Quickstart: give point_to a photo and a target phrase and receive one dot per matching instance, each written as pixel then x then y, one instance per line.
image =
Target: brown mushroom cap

----------------------------------------

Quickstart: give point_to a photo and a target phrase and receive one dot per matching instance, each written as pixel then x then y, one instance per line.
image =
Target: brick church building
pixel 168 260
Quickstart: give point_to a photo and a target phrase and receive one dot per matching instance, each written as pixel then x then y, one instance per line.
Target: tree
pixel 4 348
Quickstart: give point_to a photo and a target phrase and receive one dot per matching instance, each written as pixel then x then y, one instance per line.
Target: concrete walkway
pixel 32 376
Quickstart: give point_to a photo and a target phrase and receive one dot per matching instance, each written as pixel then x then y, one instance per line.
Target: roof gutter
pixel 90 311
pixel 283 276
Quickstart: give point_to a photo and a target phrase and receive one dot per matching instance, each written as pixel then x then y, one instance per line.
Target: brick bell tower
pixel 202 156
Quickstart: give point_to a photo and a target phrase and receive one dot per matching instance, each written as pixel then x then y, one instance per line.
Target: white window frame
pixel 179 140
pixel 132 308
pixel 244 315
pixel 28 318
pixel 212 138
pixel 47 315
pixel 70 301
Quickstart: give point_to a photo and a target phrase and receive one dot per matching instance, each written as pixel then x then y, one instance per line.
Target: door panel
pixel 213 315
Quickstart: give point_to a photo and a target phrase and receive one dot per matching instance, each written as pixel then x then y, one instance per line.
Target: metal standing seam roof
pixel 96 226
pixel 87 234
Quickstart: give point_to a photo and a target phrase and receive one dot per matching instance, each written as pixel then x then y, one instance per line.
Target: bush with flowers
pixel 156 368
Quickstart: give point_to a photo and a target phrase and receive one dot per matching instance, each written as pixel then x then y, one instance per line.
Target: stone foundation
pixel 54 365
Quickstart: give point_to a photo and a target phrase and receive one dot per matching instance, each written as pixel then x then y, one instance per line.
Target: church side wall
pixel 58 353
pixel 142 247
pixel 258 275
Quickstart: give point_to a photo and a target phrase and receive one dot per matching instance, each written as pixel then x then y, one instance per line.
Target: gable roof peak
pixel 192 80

----------------------------------------

SET PROBLEM:
Report each line of the records that contains the word "brick", copying the whole line. Case counts.

TASK RESULT:
Target: brick church building
Target: brick bell tower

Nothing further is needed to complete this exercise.